(What you have to do): Extract every line of the rows below that contains the word "door", matching uppercase and lowercase exactly. List the lines in their original order.

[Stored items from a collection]

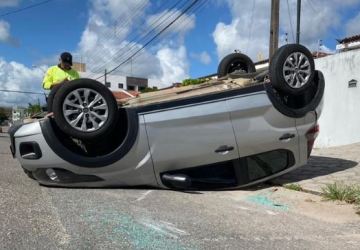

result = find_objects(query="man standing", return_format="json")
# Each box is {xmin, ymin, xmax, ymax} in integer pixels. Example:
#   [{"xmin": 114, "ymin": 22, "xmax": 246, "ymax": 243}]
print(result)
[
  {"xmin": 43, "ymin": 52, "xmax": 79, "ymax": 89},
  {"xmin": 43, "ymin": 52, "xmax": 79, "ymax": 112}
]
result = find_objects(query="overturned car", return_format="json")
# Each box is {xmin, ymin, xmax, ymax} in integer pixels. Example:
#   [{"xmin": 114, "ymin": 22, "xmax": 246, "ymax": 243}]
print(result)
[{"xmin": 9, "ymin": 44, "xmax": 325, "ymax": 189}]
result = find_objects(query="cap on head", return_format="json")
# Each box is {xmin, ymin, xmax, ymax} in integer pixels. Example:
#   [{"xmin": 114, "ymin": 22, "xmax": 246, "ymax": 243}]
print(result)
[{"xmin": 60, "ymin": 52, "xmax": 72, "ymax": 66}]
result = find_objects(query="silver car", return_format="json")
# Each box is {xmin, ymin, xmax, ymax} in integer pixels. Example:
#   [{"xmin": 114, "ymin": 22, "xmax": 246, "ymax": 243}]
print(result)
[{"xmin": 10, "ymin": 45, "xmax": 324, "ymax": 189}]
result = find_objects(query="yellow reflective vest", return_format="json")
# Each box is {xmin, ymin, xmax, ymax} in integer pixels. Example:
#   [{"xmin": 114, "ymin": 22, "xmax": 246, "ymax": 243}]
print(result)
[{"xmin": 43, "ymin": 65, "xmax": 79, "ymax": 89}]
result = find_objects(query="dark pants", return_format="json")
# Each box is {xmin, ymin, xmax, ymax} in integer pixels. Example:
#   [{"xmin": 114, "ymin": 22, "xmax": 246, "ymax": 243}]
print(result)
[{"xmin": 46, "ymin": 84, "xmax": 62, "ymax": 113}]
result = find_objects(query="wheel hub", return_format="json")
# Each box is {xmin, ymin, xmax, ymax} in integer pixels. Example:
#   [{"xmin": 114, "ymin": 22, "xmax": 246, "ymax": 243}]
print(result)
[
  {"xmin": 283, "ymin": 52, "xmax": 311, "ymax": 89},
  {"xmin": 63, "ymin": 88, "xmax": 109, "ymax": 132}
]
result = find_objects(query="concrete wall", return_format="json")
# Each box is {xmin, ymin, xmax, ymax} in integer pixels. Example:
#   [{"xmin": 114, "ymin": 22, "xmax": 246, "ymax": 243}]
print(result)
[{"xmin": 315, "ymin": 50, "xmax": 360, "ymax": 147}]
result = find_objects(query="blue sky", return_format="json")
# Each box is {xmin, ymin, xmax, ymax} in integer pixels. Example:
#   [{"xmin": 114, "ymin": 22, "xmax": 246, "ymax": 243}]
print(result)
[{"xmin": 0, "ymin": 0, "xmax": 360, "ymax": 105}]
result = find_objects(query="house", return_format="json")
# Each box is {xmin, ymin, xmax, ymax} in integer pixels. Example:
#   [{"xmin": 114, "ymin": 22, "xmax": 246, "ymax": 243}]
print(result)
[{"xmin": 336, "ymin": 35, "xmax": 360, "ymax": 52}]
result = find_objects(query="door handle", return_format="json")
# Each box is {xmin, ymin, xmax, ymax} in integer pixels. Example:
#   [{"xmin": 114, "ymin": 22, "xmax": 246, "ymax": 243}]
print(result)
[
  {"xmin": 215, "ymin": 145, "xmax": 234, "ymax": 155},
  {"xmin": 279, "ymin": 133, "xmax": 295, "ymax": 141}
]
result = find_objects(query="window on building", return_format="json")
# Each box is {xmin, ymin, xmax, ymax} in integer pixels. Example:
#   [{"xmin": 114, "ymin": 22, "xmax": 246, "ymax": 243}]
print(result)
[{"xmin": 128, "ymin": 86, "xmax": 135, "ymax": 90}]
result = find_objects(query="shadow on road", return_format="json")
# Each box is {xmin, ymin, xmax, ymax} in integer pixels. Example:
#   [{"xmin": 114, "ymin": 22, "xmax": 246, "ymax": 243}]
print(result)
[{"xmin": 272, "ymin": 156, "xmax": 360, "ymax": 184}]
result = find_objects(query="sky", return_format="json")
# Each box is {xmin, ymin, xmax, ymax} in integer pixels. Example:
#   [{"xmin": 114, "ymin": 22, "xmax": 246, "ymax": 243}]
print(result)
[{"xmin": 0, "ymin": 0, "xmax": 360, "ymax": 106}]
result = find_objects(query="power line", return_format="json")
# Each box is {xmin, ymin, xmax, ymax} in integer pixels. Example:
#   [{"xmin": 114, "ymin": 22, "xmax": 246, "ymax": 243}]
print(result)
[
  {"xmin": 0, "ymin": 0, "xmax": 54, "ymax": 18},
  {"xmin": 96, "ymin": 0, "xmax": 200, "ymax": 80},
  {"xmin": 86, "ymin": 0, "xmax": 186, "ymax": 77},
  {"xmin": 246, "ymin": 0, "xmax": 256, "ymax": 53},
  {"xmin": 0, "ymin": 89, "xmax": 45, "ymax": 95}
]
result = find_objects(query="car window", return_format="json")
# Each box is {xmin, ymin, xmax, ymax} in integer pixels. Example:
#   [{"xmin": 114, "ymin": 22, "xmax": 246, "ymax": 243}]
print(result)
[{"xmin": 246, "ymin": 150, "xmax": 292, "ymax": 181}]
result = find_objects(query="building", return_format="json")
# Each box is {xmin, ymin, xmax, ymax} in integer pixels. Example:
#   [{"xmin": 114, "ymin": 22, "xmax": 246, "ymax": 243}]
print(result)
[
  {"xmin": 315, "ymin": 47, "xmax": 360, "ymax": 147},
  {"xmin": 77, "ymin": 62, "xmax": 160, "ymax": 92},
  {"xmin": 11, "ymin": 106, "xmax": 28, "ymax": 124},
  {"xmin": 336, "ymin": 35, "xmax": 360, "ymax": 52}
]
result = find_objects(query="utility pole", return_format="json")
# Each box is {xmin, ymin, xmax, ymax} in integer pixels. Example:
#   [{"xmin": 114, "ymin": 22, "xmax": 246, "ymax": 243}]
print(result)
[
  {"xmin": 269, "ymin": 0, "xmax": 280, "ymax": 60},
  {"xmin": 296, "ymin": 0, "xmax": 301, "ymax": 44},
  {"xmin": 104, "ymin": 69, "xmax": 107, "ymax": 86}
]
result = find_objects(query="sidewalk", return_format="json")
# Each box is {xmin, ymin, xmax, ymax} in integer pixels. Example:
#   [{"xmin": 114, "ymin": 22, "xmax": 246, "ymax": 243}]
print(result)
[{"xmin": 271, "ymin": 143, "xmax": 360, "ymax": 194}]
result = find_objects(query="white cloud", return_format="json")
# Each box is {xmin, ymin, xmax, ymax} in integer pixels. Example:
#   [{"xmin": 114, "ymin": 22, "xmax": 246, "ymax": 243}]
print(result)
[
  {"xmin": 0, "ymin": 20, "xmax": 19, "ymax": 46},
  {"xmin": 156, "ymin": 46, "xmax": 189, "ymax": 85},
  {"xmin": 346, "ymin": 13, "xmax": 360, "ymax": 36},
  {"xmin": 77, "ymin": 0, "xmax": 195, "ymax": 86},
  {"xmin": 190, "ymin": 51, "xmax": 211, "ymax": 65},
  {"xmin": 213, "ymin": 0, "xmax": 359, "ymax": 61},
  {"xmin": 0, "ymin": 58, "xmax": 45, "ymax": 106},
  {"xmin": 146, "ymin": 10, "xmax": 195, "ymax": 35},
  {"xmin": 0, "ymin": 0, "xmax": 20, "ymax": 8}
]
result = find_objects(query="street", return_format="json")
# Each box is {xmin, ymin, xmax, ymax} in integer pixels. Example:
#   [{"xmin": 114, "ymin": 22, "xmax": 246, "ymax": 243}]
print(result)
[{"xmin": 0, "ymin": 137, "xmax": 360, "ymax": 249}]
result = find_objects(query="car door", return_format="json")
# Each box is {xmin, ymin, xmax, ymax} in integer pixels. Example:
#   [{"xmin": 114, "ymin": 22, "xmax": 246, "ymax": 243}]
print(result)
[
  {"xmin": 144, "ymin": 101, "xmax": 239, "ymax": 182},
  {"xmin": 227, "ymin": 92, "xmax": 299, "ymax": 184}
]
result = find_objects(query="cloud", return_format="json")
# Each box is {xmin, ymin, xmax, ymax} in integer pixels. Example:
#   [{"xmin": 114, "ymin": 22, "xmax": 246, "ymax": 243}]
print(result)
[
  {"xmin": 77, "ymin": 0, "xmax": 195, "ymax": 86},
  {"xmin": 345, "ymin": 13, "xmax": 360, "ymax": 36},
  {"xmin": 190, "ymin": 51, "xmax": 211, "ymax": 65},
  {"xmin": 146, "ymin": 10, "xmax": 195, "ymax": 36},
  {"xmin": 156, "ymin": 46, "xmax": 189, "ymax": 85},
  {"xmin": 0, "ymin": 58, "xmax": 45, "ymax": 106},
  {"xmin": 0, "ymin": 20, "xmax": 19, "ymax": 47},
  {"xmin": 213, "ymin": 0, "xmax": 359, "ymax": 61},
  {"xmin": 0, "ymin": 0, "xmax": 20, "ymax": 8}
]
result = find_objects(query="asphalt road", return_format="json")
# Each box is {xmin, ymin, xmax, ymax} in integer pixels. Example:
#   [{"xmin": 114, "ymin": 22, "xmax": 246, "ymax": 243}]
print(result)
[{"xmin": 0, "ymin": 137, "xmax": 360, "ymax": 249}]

(Answer in full):
result = find_objects(query="door handle", return_format="json")
result = find_objects(query="car door", return_format="json")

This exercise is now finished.